Page extract.
"""
Popoviciu's inequality on variances

In probability theory, Popoviciu's inequality, named after Tiberiu Popoviciu, is an upper bound on the variance σ² of any bounded probability distribution. Let M and m be upper and lower bounds on the values of any random variable with a particular probability distribution. Then Popoviciu's inequality states:[1]

${\displaystyle \sigma ^{2}\leq {\frac {1}{4}}(M-m)^{2}.}$

This equality holds precisely when half of the probability is concentrated at each of the two bounds.

Sharma et al. have sharpened Popoviciu's inequality:[2]

${\displaystyle {\sigma ^{2}+\left({\frac {\text{Third central moment}}{2\sigma ^{2}}}\right)^{2}}\leq {\frac {1}{4}}(M-m)^{2}.}$

Popoviciu's inequality is weaker than the Bhatia–Davis inequality which states

${\displaystyle \sigma ^{2}\leq (M-\mu )(\mu -m)}$

where μ is the expectation of the random variable.

In the case of an independent sample of n observations from a bounded probability distribution, the von Szokefalvi Nagy inequality[3] gives a lower bound to the variance of the sample mean:

${\displaystyle \sigma ^{2}\geq {\frac {(M-m)^{2}}{2n}}.}$
"""
[Labeled area outline entries]
"""
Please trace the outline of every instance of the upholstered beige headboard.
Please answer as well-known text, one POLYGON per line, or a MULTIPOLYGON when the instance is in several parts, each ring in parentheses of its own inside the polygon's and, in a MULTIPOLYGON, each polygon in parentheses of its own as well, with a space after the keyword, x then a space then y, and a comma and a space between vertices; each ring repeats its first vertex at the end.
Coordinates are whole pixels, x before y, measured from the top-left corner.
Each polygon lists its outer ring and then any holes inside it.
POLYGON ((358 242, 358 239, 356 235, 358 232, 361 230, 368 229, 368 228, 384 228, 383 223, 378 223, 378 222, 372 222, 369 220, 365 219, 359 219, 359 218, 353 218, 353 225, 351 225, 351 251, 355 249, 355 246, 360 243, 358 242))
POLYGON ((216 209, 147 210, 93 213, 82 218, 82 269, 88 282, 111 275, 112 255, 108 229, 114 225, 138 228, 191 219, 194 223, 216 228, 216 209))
"""
Requirements.
(a) Quote from the page on Popoviciu's inequality the part that opens with the words containing "Popoviciu's inequality on" and closes with "the two bounds.".
(b) Answer these questions using the page on Popoviciu's inequality:
(i) After whom is the inequality named?
(ii) Which inequality is Popoviciu's inequality described as weaker than?
(iii) Which inequality gives a lower bound on the variance of the sample mean for an independent sample of n observations?

Task responses.
(a)
Popoviciu's inequality on variances

In probability theory, Popoviciu's inequality, named after Tiberiu Popoviciu, is an upper bound on the variance σ² of any bounded probability distribution. Let M and m be upper and lower bounds on the values of any random variable with a particular probability distribution. Then Popoviciu's inequality states:[1]

${\displaystyle \sigma ^{2}\leq {\frac {1}{4}}(M-m)^{2}.}$

This equality holds precisely when half of the probability is concentrated at each of the two bounds.

(b)
(i) Tiberiu Popoviciu.
(ii) The Bhatia–Davis inequality.
(iii) The von Szokefalvi Nagy inequality.